_Required work_:
Print the data that follows word for word, leaving out any picture.

_Items listed in a dataset_:
* * * *

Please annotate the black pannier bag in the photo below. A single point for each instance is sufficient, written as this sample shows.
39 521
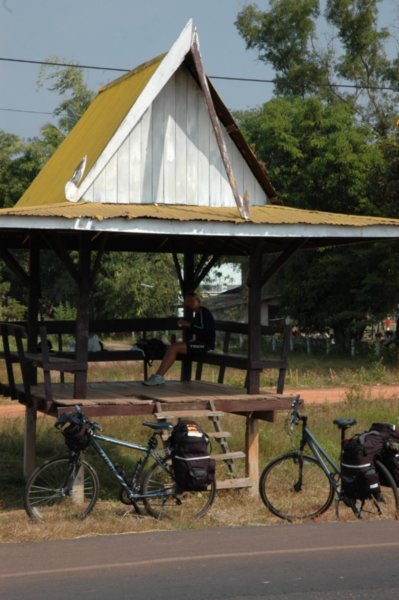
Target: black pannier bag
193 468
390 453
359 477
75 433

* * * *

_Exercise result_:
Please annotate the black pannier bag in the photo below. A single point for each instance is sufficient, written as this sample shows.
39 521
Target: black pannier bag
193 468
390 453
359 477
75 433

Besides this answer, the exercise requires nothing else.